■ EXCERPT PROVIDED
#####

Opening: 5-8pm Tuesday 30th April

1st - 18th May 2019

Artists talks: Saturday 11 May from 1-3pm

Curated by Brooke Leigh

Sylvia Griffin, Brooke Leigh, Markela Panegyres, Janet Passehl (U.S.) and Cecilia White 

States and Senses is an interdisciplinary exhibition which explores intense emotional states that are often suppressed —such as grief, rage, loss, fear and anguish, and their drivers. By drawing upon wide ranging experiences of vulnerability––a term commonly associated with reduced agency––the artists in this exhibition cultivate a space for reflection, contemplation and identification.  

States and Senses features new work by critically acclaimed U.S. artist, Janet Passehl and Sydney-based artists, Sylvia Griffin, Brooke Leigh, Markela Panegyres and Cecilia White––who each navigate difficult emotional and sensory terrain through different performative practices. Particularly concerned with female perspectives, these artists engage the(ir) body as subject in order to contribute to a growing, globally urgent, examination of challenging social and (inter)personal experiences.

#####

■ SUPPLIED ENTRIES
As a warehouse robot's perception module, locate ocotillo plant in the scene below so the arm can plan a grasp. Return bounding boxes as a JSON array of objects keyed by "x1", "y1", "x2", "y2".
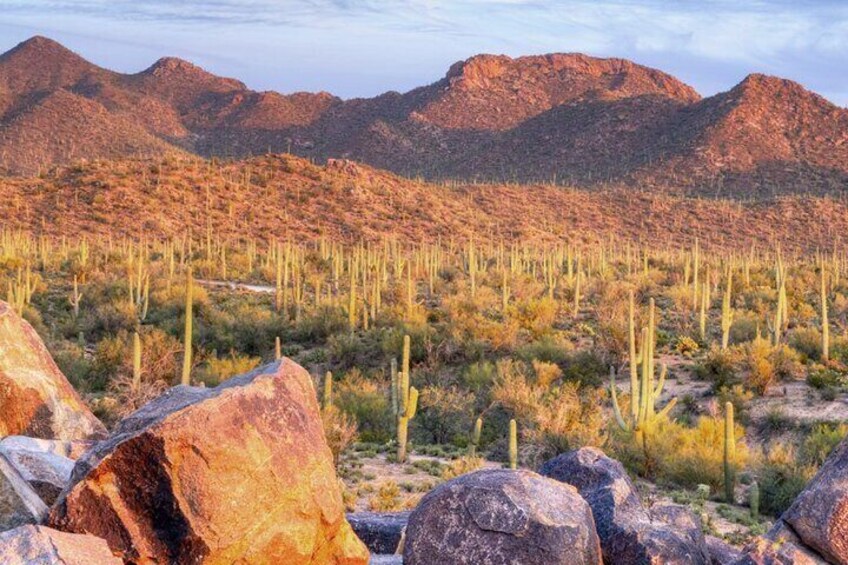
[
  {"x1": 509, "y1": 419, "x2": 518, "y2": 469},
  {"x1": 468, "y1": 418, "x2": 483, "y2": 457},
  {"x1": 724, "y1": 402, "x2": 736, "y2": 504},
  {"x1": 181, "y1": 267, "x2": 194, "y2": 385}
]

#####

■ PROBLEM DETAILS
According to the exhibition text, when are the artists talks held?

■ ANSWER TO THE TASK
Saturday 11 May from 1-3pm.